DATASET RECORDS:
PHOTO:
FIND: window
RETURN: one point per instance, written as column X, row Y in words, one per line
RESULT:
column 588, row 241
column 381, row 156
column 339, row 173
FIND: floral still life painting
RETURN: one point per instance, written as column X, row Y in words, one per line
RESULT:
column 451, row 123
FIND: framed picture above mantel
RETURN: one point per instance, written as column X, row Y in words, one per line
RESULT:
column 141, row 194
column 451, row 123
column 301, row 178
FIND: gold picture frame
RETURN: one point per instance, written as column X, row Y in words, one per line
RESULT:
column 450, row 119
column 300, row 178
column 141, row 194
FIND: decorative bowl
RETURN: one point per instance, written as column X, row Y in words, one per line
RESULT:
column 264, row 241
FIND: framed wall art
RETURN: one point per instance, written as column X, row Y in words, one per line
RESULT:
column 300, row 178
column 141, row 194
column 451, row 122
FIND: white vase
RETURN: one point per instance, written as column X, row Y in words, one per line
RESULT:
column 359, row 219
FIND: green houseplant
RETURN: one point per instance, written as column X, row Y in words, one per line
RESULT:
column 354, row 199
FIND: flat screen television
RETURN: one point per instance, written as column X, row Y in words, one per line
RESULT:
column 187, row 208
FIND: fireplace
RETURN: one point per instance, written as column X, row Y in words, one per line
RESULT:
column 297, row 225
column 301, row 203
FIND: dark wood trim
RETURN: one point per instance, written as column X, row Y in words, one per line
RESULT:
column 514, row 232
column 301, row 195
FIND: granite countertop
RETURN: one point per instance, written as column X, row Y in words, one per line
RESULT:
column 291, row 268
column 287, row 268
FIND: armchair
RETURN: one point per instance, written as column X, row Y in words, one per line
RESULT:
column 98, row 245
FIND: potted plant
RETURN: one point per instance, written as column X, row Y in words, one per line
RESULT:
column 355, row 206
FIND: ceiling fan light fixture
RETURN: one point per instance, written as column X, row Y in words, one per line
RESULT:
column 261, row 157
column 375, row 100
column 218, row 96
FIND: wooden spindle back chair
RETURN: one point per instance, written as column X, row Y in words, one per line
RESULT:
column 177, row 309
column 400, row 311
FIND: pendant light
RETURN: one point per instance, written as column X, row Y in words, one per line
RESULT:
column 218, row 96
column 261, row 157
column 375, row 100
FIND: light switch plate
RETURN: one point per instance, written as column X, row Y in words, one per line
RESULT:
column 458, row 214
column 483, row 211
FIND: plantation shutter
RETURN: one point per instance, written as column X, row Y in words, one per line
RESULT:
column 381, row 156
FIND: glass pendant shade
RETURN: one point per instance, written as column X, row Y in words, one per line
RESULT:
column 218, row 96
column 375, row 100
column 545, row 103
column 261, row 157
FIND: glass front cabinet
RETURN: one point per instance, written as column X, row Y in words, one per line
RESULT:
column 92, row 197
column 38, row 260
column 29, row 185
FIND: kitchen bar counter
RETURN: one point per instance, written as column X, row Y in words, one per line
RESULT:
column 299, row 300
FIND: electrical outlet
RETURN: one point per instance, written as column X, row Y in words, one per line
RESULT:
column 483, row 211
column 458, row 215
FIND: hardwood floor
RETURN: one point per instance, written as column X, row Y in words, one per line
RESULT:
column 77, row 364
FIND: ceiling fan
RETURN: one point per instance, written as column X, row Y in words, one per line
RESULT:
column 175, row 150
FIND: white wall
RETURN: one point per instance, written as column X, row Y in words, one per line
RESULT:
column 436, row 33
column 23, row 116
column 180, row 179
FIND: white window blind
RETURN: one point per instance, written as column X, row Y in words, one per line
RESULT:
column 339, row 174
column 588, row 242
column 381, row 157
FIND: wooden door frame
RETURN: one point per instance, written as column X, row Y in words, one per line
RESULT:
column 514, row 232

EXERCISE BRIEF:
Which lines above hold the string "window"? Copy every one of them.

SOLVED EXERCISE:
FIND: window
FIND: white window blind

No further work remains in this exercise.